▶ **WHAT THE TASK ASKS**: Transcribe word for word the passage of the essay on campus indoctrination that starts at "Once the movement" and stops after "the original liars.".

▶ **SOURCE EXCERPT**:
>> START

Warner Todd Huston in his “The GOP cannot win until…” is absolutely correct. Education is the key. And there is no doubt about the indoctrination by the Left, which actually starts in K-12 and continues through the University. I will argue that the key to the success of the left-indoctrination may also be the key to counteract it.
The left indoctrination (be it in our current universities or in any Marxist strategy of any time and place) works by distorting the truth. The left is unencumbered by the eight commandment. In the Marxist ideology the ends justifies the means. The strategy of distorting the truth in schools and the media has always worked very well for the left. Unlike Europe, and especially Eastern Europe, Americans have little experience of this Marxist strategy. They don’t see that plain distortion of the truth is at work everywhere in the education enterprise, whether it is by biasing textbooks in K-12, rewriting history, ignoring economic facts, or misrepresenting the embryonic stem cell research potential.
The AAAP (American Association of University Professors) has recently sanctioned that the pursuit of the objective truth is not anymore the goal of a university department. The accepted truth is what the department decides it is. This is now written in their charter. So, for example, if the Women Studies department declares that women have been oppressed because of capitalism, that is the truth about the condition of women.
But a University’s mission is the pursuit of the Truth. Thus, to counter the continuing invasion of the left in academia, an essential (and probably effective) strategy is to insist on zero tolerance for distortions of facts and contest each and every claim unsupported by rigorous evidence. We protest when the media distort facts about Sarah Palin. But we don’t protest when university professors distort facts about so many things. We must start doing so.
A possible place to start contesting the increasing amount of truth distortions present in Universities is from the Science and Engineering departments. They are the most concerned with and sensitive to the truth. I would not start with Physics and Mathematics because, although they would certainly see the importance of the truth issue, they are already too much left leaning. Engineering is better. Many engineering students don’t have a strong interest in society and so they have not have had a chance to be indoctrinated. The trouble with them is that they have little time and inclination to devote to university policy. But they could be helped; especially by using social networking and other internet-methods that would make it easy and not time consuming for them to voice their intolerance for truth distortions. They spend all their time in front of computer and it would be easy for them to support a cause just by clicking here and there every once in a while.
Once the movement of protesting for a return to the mission of the University to searching for the Truth gets going, many idealistic students who now fall for the left would embrace this ‘rid-us-from-the-liars ’ movement. For example, if they convinced themselves that ‘professors lied when they said that Bush lied’ it is likely that they, being idealistic, would turn against the original liars.

I Posted This In Warner's Diary, I'll Post It Here Too For Thoroughnes
baseketball Saturday, December 20th at 5:44PM EST (link)I’m not convinced that colleges really “convert” anybody, if only because as a college student I have a lot of trouble imagining any of my fellow students listening to anything that their professors tell them anyway. Granted, as a mathematics student I’m not as exposed to political speeches from my professors, but I’ve sat through discussions in freshman politics class some years back, and pretty much all of them are liberals anyway. I think we might put too much stock in what comes out of universities, and not enough into looking at what goes into them.

>> END

▶ **INFORMATION SHOWN**:
>> START

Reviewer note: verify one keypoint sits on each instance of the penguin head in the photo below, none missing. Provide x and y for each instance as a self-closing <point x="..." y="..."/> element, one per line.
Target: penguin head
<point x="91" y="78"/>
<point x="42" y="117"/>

>> END

▶ **WRITTEN REPLY**:
Once the movement of protesting for a return to the mission of the University to searching for the Truth gets going, many idealistic students who now fall for the left would embrace this ‘rid-us-from-the-liars ’ movement. For example, if they convinced themselves that ‘professors lied when they said that Bush lied’ it is likely that they, being idealistic, would turn against the original liars.